Dataset entries:
<<<<

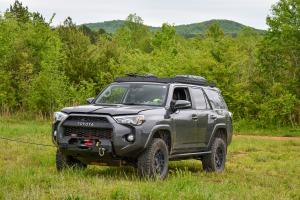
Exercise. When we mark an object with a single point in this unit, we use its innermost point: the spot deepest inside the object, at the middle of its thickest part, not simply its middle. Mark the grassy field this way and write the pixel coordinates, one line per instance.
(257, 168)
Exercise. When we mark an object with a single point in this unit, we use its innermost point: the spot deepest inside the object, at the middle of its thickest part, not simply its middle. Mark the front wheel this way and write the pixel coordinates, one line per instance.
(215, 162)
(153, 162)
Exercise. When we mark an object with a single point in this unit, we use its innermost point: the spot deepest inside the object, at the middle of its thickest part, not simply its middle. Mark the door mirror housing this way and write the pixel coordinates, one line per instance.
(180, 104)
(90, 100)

>>>>
<<<<

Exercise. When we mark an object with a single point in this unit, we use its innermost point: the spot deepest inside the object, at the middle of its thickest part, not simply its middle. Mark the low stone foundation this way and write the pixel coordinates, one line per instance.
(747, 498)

>>>>
<<<<

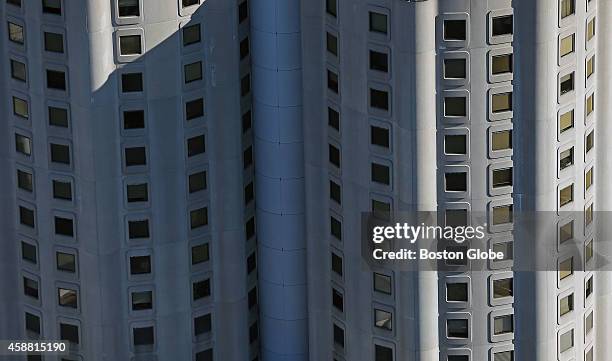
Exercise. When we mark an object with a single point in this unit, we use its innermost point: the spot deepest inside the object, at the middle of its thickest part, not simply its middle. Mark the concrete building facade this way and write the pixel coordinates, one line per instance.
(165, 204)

>>>>

What is required: Please copy out each line above that contains the word "unit".

Finished exercise:
Exercise. When we mark an object with a single point in this unit, we use its innermost point: the spot deepest inside the object, at the middle of its thickest part, not simply its middle. Mark the grassy field this way and write the pixel coordinates, one line per instance.
Exercise. When we mark an object with a single point in this unit, we use its innermost point: the spot deepest inside the object, at the middle of its thickest part, not simply its middle. Mark the front wheel this way and write the pixel coordinates, one line per instance.
Exercise. When we mark an object with a single point in this unit, we use its innermost point: the spot deepest inside the object, at the middle of its thickest part, not simply its middle. Mark the door mirror housing this way and write the pixel coordinates, one line per instance.
Exercise. When we mark an object with a single point in this unit, we use its innermost point: the spot deepest inside the object, at the middle of its thickest part, not simply its middle. Mark the low stone foundation this way and write the pixel coordinates, one line per instance.
Exercise. When we mark an object with a single point in this unit, we use its innermost point: the spot deepest inside the object, at the middle of its thickest part, not simply its middle. Mark the concrete building facade this way and write the pixel coordinates, one line per instance.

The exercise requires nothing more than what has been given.